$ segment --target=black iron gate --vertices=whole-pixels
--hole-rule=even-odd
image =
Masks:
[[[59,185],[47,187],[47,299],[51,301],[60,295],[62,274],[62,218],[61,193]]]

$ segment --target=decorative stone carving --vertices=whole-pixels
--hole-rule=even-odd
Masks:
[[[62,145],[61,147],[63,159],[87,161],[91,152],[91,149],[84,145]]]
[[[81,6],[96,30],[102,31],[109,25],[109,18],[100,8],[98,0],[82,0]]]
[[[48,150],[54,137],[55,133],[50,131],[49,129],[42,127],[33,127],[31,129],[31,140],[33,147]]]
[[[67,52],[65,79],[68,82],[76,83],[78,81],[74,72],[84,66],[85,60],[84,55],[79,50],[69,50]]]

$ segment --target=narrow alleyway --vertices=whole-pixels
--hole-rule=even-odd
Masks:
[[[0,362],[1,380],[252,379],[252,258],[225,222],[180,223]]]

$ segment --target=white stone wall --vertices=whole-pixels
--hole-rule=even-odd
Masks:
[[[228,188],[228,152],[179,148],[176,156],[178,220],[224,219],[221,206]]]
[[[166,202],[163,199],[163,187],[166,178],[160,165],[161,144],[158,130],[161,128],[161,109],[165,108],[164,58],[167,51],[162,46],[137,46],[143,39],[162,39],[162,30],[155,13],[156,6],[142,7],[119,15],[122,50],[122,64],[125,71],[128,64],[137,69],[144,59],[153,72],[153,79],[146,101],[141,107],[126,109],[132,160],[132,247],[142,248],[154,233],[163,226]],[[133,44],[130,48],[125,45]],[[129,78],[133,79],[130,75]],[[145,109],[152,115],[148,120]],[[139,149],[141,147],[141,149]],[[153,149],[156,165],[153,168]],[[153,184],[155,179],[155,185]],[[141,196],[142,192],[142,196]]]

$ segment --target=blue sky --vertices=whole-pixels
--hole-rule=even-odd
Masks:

○ ○ ○ ○ ○

EXERCISE INSTRUCTIONS: Copy each line of the entries that includes the word "stone".

RESPONSE AREA:
$ segment --target=decorative stone carving --vertices=whole-pixels
$ segment --target=white stone wall --vertices=whole-pixels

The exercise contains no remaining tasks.